(EXERCISE DIRECTIONS):
Can you change every "Reply in the exact form" in the records below to "Answer in the exact form" and write them out again with nothing else changed? Leave the pictures out.

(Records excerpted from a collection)
• • •

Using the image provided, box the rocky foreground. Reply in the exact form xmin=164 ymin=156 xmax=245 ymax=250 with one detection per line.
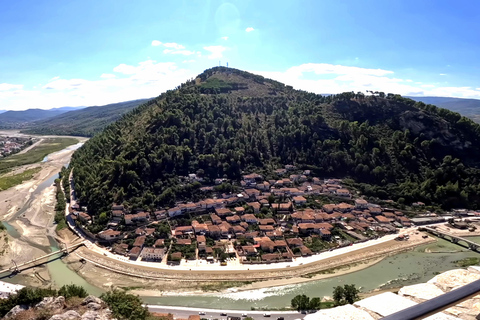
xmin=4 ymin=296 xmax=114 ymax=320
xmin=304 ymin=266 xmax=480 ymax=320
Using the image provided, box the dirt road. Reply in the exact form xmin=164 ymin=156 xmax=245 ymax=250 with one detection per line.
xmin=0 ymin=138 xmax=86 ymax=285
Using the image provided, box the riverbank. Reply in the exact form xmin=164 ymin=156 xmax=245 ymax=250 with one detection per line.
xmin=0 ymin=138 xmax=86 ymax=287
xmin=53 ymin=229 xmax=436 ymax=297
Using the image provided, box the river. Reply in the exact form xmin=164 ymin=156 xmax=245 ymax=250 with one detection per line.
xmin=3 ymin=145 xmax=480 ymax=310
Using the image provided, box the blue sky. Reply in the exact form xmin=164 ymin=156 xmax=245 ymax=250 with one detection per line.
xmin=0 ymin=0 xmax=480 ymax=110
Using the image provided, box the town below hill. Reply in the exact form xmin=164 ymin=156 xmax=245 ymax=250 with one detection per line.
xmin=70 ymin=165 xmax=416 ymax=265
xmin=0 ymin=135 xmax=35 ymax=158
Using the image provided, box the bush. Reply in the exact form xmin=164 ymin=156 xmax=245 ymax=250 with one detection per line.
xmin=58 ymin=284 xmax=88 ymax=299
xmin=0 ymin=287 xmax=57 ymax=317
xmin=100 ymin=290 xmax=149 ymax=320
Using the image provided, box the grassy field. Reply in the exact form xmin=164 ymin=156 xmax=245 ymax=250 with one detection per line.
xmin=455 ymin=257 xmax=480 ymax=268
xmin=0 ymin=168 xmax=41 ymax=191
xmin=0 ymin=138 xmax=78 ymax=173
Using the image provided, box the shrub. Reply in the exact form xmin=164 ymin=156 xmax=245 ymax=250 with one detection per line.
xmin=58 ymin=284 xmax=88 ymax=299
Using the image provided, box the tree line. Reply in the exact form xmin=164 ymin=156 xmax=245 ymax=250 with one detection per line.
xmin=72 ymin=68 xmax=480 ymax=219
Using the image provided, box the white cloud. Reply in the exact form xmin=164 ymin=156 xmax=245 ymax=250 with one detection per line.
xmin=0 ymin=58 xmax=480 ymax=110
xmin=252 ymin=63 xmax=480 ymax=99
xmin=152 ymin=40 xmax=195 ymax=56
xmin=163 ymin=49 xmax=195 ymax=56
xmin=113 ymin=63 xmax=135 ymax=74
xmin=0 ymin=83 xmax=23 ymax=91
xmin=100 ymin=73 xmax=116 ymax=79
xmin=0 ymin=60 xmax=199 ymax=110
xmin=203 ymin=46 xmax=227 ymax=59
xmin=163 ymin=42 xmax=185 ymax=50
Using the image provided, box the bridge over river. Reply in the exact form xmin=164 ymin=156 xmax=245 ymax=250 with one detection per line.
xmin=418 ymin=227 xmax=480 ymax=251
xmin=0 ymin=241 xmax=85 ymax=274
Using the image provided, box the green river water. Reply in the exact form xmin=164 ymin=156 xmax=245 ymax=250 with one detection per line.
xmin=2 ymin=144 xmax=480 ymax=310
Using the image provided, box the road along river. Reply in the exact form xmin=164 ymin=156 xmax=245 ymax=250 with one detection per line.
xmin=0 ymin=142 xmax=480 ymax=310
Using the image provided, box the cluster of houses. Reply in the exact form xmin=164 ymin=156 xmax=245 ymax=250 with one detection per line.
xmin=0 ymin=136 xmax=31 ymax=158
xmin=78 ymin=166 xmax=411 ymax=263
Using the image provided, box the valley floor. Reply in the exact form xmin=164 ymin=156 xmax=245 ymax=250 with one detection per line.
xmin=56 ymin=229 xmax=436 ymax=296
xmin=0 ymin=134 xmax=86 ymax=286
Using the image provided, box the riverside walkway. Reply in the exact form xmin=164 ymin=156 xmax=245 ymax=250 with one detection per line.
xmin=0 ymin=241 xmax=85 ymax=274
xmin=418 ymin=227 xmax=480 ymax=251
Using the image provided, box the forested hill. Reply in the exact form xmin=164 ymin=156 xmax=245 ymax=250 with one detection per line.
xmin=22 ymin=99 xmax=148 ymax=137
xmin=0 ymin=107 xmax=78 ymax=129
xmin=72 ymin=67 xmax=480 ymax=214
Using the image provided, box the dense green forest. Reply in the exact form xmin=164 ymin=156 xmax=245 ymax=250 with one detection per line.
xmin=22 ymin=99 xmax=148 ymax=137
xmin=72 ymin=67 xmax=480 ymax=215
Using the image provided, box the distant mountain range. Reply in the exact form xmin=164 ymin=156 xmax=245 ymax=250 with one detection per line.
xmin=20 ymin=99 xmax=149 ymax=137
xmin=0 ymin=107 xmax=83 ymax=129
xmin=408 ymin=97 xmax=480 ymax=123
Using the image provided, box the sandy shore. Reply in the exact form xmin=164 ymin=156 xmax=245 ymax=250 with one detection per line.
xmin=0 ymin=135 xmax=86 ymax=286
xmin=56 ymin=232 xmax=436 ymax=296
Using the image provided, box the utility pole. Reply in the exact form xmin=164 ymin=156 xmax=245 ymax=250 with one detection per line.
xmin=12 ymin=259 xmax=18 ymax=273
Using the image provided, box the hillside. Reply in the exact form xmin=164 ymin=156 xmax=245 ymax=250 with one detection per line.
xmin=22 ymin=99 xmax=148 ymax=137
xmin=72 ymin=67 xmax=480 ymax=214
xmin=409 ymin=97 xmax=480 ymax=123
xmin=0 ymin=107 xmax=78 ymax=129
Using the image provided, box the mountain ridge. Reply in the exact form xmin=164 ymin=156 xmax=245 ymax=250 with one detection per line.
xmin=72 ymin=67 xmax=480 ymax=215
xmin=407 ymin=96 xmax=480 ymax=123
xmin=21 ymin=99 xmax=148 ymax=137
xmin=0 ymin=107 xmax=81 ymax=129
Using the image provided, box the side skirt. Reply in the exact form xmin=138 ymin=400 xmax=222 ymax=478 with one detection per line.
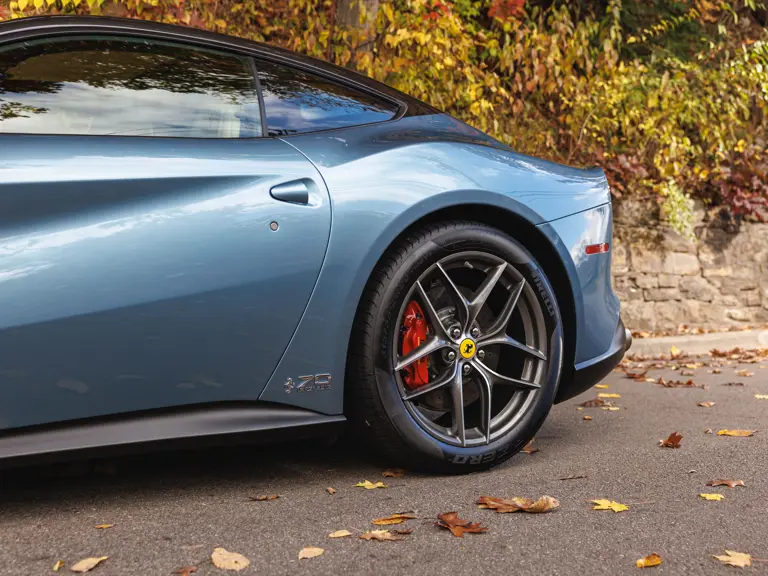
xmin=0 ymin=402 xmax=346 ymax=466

• • •

(PROBLEM SOLUTION):
Using the image provided, box the rocky foreground. Answer in the exact form xmin=164 ymin=156 xmax=245 ymax=250 with one detection per line.
xmin=4 ymin=296 xmax=114 ymax=320
xmin=304 ymin=266 xmax=480 ymax=320
Using the image provided, box the dirt road. Answer in the exact form xmin=164 ymin=156 xmax=245 ymax=250 with one detection per line.
xmin=0 ymin=138 xmax=86 ymax=285
Using the image provided, box the riverbank. Answer in the exact form xmin=164 ymin=156 xmax=245 ymax=250 with one detection per line.
xmin=0 ymin=138 xmax=86 ymax=287
xmin=53 ymin=229 xmax=436 ymax=297
Using the image provided, box the river. Answer in the exact form xmin=164 ymin=156 xmax=245 ymax=250 with one detection per line.
xmin=3 ymin=145 xmax=480 ymax=310
Using the image provided, box the blue sky. Answer in the exact form xmin=164 ymin=156 xmax=245 ymax=250 with one detection per line.
xmin=0 ymin=0 xmax=480 ymax=110
Using the image provided, box the town below hill. Answer in the exact form xmin=164 ymin=156 xmax=245 ymax=250 with one detection per line.
xmin=70 ymin=165 xmax=416 ymax=265
xmin=0 ymin=135 xmax=35 ymax=158
Using the image provided, box the bush. Answer in the exact form xmin=164 ymin=156 xmax=245 ymax=250 with one detection per line.
xmin=58 ymin=284 xmax=88 ymax=299
xmin=0 ymin=287 xmax=57 ymax=317
xmin=100 ymin=290 xmax=149 ymax=320
Using the image provided, box the grassy field. Answer in the exact form xmin=164 ymin=156 xmax=245 ymax=250 with one detection per line.
xmin=455 ymin=257 xmax=480 ymax=268
xmin=0 ymin=168 xmax=41 ymax=191
xmin=0 ymin=138 xmax=78 ymax=173
Using the image provided, box the shrub. Answer in the exact form xmin=164 ymin=156 xmax=245 ymax=250 with one detection per line.
xmin=58 ymin=284 xmax=88 ymax=299
Using the image provided, box the tree line. Answer in the exact form xmin=164 ymin=156 xmax=245 ymax=250 with one detection per line.
xmin=72 ymin=68 xmax=480 ymax=219
Using the image provided, box the white cloud. Answer in the exact form xmin=164 ymin=156 xmax=245 ymax=250 with one detection per line.
xmin=0 ymin=58 xmax=480 ymax=110
xmin=252 ymin=63 xmax=480 ymax=99
xmin=152 ymin=40 xmax=195 ymax=56
xmin=163 ymin=49 xmax=195 ymax=56
xmin=113 ymin=63 xmax=135 ymax=74
xmin=0 ymin=83 xmax=23 ymax=91
xmin=100 ymin=73 xmax=116 ymax=79
xmin=0 ymin=60 xmax=199 ymax=110
xmin=203 ymin=46 xmax=227 ymax=59
xmin=163 ymin=42 xmax=185 ymax=50
Using the image provided, box the bridge over river. Answer in the exact form xmin=164 ymin=156 xmax=245 ymax=250 with one detection per line.
xmin=418 ymin=227 xmax=480 ymax=251
xmin=0 ymin=241 xmax=85 ymax=274
Using the image provided, box the green river water. Answer in the exact form xmin=164 ymin=156 xmax=245 ymax=250 with one detection per line.
xmin=2 ymin=144 xmax=480 ymax=310
Using the image provided, box the road along river. Answer in the exact form xmin=164 ymin=156 xmax=245 ymax=250 with one detection per line.
xmin=0 ymin=142 xmax=480 ymax=310
Using the image provided, box the cluster of houses. Answer in the exact form xmin=164 ymin=156 xmax=245 ymax=250 with one detection per line.
xmin=0 ymin=136 xmax=31 ymax=158
xmin=78 ymin=166 xmax=411 ymax=263
Using the image provided, box the valley floor. Answer in the exact form xmin=164 ymin=156 xmax=245 ymax=250 with one detection per line.
xmin=56 ymin=229 xmax=436 ymax=296
xmin=0 ymin=134 xmax=86 ymax=286
Using the image provided, box the riverside walkway. Answer in the exact form xmin=164 ymin=156 xmax=245 ymax=250 with one detection per line.
xmin=0 ymin=241 xmax=85 ymax=274
xmin=418 ymin=227 xmax=480 ymax=251
Using the image provided, box the forested hill. Answer in the exact form xmin=164 ymin=156 xmax=245 ymax=250 with one detection per line.
xmin=22 ymin=99 xmax=148 ymax=137
xmin=0 ymin=107 xmax=78 ymax=129
xmin=72 ymin=67 xmax=480 ymax=214
Using the image provided, box the dense green forest. Answer in the exact form xmin=164 ymin=156 xmax=245 ymax=250 with one detection per line.
xmin=22 ymin=99 xmax=148 ymax=137
xmin=72 ymin=67 xmax=480 ymax=215
Using the image provided, box the distant mountain range. Answer in the exact form xmin=164 ymin=156 xmax=245 ymax=250 with one detection per line.
xmin=20 ymin=99 xmax=149 ymax=137
xmin=0 ymin=107 xmax=83 ymax=129
xmin=408 ymin=97 xmax=480 ymax=123
Using the image provided, box the sandy shore. Answer in the exact form xmin=164 ymin=156 xmax=245 ymax=250 with one detection per line.
xmin=0 ymin=135 xmax=86 ymax=286
xmin=56 ymin=232 xmax=436 ymax=296
Using the image provided, box the utility pole. Answer in the exact form xmin=164 ymin=156 xmax=245 ymax=250 with one detection per line.
xmin=12 ymin=259 xmax=18 ymax=273
Using the image provided, box the hillside. Answer in the exact form xmin=164 ymin=156 xmax=245 ymax=250 with one detection per line.
xmin=22 ymin=99 xmax=148 ymax=137
xmin=72 ymin=67 xmax=480 ymax=214
xmin=409 ymin=97 xmax=480 ymax=123
xmin=0 ymin=107 xmax=78 ymax=129
Using the image provided, box the mountain ridge. Answer in the exact form xmin=164 ymin=156 xmax=245 ymax=250 with one detection per line.
xmin=72 ymin=67 xmax=480 ymax=215
xmin=407 ymin=96 xmax=480 ymax=123
xmin=21 ymin=99 xmax=148 ymax=137
xmin=0 ymin=107 xmax=81 ymax=129
Using the image provided, box the side skirt. Answer in the exact form xmin=138 ymin=400 xmax=222 ymax=478 with one detection per line.
xmin=0 ymin=402 xmax=346 ymax=466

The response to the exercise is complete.